→ **EXTRACTED TEXT**:
Start

[Spice-devel] [PATCH 12/15] channel: do not free rcc->stream in red_channel_client_disconnect

Jonathon Jongsma jjongsma at redhat.com
Fri Dec 4 12:19:40 PST 2015


On Thu, 2015-12-03 at 16:27 +0000, Frediano Ziglio wrote:
> From: Marc-André Lureau <marcandre.lureau at gmail.com>
> 
> This fixes the following scary racy corruption after glib loop switch:
> 

Note that this valgrind trace is not valid for the current tree. Probably
commits got re-ordered and code got shifted around since this patch was made.
It's still probably useful to have the trace in the log, but we should at least
note that it's out-of-date. Perhaps we should also test whether this is still
reproducible with the current code.

> ==28173==
> ==28173== Debugger has detached.  Valgrind regains control.  We
> continue.
> ==28173== Invalid read of size 8
> ==28173==    at 0x4C7871E: reds_stream_read (reds.c:4521)
> ==28173==    by 0x4C2F9D7: red_peer_receive (red_channel.c:209)

End

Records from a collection
Start

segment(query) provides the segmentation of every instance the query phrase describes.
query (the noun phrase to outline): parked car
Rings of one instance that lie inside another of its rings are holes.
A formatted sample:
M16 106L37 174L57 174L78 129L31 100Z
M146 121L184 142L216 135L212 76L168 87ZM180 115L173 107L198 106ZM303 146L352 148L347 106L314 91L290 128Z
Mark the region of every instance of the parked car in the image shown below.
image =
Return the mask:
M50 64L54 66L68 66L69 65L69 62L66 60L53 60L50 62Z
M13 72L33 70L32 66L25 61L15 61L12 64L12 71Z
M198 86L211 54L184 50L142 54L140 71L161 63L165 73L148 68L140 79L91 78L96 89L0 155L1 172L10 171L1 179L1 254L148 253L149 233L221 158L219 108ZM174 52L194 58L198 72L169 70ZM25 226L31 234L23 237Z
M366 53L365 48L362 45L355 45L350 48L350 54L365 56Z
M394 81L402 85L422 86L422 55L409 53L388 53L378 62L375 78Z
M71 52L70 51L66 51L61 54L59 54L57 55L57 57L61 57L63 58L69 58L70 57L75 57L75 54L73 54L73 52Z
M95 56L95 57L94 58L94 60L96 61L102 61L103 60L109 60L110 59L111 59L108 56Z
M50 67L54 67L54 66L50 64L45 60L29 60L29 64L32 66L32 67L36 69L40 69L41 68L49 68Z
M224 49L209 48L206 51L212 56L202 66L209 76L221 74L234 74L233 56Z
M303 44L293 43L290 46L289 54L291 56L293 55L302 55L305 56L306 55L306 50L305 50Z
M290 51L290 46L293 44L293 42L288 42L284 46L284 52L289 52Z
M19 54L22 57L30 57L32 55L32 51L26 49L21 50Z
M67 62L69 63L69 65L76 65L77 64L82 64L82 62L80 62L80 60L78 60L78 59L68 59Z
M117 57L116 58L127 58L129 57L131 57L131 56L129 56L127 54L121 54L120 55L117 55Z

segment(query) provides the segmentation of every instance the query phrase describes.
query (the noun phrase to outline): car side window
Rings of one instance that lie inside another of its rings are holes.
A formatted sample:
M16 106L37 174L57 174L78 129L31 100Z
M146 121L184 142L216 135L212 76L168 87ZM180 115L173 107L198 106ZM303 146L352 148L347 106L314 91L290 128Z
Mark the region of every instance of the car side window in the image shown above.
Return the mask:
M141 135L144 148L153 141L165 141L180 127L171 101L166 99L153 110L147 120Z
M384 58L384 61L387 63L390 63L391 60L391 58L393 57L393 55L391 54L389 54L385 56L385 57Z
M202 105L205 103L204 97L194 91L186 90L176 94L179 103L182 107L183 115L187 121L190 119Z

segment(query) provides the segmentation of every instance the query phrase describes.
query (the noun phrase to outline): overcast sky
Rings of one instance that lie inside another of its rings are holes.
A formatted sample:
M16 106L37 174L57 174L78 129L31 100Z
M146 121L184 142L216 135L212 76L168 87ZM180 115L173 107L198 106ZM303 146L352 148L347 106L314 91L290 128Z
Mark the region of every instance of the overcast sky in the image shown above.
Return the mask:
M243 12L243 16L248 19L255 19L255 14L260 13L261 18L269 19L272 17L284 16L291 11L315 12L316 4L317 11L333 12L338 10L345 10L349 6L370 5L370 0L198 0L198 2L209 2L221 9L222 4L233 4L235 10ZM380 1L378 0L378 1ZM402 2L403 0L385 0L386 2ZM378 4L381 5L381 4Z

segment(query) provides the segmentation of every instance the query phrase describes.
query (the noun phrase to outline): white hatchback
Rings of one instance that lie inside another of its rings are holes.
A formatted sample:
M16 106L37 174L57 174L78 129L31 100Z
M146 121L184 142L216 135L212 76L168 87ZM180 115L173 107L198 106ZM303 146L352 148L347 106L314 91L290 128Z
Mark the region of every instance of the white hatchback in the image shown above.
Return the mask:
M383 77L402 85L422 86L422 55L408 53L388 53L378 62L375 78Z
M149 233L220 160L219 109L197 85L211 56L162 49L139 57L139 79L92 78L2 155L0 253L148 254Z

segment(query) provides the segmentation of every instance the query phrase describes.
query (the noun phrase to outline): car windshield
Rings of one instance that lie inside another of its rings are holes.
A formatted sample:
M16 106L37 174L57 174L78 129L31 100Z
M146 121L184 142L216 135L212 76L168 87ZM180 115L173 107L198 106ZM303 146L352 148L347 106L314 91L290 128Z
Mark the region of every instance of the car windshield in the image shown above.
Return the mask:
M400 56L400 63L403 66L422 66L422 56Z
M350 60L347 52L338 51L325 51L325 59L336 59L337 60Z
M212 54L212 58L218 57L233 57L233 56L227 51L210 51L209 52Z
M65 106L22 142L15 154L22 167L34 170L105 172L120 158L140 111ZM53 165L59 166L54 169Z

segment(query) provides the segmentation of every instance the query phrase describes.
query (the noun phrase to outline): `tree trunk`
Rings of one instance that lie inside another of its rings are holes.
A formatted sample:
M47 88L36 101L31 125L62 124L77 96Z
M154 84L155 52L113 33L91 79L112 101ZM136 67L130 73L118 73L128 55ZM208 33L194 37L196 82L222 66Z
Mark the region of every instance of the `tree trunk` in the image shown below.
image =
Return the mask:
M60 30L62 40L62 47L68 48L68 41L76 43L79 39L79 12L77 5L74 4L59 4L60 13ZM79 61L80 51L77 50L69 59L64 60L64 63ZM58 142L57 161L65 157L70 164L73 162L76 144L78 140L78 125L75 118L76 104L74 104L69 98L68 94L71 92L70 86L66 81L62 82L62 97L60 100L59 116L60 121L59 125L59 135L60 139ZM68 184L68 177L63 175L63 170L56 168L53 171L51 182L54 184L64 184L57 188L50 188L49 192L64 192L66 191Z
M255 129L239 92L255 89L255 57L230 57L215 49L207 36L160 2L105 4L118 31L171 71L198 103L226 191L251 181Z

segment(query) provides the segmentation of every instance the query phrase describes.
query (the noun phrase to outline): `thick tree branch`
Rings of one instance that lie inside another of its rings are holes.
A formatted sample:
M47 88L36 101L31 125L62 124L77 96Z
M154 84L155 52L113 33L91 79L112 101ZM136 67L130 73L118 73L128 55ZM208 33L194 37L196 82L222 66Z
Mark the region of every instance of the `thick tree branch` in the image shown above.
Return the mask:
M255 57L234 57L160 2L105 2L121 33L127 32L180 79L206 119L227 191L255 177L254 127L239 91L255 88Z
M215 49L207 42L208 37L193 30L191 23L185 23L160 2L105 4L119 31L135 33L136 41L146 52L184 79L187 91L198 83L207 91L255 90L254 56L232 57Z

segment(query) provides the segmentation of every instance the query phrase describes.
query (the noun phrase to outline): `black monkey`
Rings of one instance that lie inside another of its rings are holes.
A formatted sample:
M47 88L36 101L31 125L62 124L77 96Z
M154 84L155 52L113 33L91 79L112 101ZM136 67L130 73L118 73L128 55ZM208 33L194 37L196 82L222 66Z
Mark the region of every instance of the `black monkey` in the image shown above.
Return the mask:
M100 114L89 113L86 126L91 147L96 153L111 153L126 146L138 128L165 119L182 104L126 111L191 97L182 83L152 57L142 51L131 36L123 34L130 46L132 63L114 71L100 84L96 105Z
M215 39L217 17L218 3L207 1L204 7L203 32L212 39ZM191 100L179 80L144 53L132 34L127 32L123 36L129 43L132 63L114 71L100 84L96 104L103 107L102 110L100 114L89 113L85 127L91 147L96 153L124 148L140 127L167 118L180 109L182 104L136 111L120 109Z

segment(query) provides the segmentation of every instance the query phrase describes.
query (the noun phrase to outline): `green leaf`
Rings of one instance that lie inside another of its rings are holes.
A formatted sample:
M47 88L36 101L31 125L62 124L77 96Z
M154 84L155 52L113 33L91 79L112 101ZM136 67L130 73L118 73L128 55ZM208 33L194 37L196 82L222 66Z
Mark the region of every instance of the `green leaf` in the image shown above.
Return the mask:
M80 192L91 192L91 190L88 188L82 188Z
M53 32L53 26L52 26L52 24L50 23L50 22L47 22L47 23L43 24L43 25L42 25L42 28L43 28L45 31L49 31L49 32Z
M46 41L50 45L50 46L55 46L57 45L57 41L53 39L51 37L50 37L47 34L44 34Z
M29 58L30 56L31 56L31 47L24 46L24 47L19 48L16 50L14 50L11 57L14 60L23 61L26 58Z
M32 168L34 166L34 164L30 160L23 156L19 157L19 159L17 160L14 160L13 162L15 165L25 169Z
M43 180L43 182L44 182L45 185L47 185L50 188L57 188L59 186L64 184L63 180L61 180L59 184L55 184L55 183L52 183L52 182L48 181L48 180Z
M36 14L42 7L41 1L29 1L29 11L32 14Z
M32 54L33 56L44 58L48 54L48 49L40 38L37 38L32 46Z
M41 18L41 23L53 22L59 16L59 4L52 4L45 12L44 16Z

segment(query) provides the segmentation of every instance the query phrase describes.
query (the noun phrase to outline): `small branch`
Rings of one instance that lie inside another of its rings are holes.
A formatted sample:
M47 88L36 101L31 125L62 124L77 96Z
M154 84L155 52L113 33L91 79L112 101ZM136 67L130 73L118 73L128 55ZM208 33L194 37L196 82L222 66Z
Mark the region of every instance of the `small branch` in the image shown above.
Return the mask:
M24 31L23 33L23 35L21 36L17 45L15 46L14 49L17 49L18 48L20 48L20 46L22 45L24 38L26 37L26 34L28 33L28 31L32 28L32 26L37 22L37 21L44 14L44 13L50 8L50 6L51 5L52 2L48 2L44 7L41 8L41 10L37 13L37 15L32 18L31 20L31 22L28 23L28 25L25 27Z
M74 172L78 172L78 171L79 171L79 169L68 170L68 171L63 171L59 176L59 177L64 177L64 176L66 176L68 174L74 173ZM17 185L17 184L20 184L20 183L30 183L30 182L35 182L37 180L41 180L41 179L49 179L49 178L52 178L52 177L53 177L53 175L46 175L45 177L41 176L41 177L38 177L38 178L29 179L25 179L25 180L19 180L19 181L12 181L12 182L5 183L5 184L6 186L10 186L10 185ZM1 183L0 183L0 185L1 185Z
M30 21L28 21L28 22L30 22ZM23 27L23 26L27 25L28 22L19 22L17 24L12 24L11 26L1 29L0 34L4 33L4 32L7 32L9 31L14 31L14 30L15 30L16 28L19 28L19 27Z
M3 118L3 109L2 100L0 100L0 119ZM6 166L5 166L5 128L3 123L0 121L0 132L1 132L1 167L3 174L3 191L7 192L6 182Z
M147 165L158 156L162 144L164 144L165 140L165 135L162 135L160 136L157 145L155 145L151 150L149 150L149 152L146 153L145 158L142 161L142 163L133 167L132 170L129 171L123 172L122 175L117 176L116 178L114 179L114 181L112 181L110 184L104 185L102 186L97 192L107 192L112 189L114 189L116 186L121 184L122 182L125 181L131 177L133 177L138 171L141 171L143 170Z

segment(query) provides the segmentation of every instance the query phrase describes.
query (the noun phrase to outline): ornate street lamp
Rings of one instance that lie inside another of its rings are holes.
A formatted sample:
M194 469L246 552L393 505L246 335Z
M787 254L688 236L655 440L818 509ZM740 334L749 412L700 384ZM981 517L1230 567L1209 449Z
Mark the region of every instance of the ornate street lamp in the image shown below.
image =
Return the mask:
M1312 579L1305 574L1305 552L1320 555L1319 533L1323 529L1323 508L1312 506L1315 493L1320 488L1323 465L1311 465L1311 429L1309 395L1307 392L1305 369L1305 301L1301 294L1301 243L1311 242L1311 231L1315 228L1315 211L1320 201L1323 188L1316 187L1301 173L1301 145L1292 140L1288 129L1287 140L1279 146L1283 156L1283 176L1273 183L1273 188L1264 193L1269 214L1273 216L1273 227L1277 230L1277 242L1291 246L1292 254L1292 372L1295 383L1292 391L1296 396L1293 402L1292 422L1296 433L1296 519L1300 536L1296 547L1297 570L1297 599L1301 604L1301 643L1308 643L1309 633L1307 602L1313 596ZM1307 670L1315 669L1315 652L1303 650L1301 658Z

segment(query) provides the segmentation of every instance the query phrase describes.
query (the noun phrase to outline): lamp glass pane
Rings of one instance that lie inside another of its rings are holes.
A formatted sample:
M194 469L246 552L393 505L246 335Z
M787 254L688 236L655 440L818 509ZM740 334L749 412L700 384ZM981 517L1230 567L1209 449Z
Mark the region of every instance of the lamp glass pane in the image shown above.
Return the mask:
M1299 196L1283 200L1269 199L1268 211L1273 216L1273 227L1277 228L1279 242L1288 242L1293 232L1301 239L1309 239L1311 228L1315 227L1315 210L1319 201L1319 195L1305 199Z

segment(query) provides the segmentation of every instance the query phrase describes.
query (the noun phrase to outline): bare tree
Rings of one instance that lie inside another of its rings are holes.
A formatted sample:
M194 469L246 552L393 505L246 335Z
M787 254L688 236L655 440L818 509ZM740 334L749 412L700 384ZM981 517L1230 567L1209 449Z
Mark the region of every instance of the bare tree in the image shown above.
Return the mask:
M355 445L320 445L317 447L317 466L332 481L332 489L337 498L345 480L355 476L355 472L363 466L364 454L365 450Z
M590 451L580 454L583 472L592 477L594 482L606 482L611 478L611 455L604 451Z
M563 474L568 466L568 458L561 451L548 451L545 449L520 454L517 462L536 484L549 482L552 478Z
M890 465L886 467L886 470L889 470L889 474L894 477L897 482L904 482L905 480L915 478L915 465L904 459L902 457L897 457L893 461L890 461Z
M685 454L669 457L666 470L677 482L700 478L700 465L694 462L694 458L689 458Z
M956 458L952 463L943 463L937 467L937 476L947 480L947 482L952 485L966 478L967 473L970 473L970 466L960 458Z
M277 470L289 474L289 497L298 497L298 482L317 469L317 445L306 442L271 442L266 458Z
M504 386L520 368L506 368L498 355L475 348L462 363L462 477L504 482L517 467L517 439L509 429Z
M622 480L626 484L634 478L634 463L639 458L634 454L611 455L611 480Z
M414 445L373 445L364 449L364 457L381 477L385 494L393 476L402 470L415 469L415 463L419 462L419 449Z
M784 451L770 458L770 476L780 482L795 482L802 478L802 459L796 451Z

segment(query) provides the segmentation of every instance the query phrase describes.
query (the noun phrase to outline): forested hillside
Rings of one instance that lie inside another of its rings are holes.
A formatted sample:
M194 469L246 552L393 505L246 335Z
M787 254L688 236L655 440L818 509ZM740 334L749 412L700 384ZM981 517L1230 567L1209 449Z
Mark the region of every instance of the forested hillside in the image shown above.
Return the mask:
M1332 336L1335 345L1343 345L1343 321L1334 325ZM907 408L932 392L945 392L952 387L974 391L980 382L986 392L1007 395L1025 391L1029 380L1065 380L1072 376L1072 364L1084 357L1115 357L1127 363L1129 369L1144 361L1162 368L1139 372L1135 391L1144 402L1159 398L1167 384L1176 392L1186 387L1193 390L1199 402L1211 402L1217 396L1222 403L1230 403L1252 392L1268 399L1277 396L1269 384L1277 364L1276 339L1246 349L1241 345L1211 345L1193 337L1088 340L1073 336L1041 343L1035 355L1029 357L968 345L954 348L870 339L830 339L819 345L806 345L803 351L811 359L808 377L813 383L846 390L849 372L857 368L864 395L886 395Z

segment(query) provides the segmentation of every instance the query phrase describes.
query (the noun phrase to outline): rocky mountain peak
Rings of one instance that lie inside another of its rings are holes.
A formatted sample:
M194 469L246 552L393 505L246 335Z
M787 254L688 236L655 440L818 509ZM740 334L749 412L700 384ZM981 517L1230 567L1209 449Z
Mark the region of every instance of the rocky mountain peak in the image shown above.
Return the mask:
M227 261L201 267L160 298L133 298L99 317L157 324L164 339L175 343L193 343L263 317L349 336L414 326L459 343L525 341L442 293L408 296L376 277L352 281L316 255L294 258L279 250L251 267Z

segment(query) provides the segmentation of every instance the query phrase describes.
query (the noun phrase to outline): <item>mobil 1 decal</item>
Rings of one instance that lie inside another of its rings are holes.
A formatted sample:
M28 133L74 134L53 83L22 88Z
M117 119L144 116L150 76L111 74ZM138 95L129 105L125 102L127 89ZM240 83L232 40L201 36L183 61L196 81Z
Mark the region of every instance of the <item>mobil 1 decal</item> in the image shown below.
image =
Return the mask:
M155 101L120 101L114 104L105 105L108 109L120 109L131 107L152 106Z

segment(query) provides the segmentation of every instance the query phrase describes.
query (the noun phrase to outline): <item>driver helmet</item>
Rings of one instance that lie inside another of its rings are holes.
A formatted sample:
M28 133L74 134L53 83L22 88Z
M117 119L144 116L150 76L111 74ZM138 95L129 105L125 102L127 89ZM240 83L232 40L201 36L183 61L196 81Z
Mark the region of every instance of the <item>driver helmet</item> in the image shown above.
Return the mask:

End

→ **REQUIRED TASK 1**: In the patch review, why does the reviewer consider the valgrind trace not valid for the current tree? Answer in one to three sentences.
→ **REQUIRED TASK 2**: Pull out every line of the records that contains the string "lamp", matching case exactly.

→ **FULL ANSWER 1**: The reviewer thinks commits were probably re-ordered and code shifted around after the patch was made, so the trace no longer matches the current tree.

→ **FULL ANSWER 2**:
query (the noun phrase to outline): ornate street lamp
Mark the region of every instance of the ornate street lamp in the image shown below.
query (the noun phrase to outline): lamp glass pane
Mark the region of every instance of the lamp glass pane in the image shown above.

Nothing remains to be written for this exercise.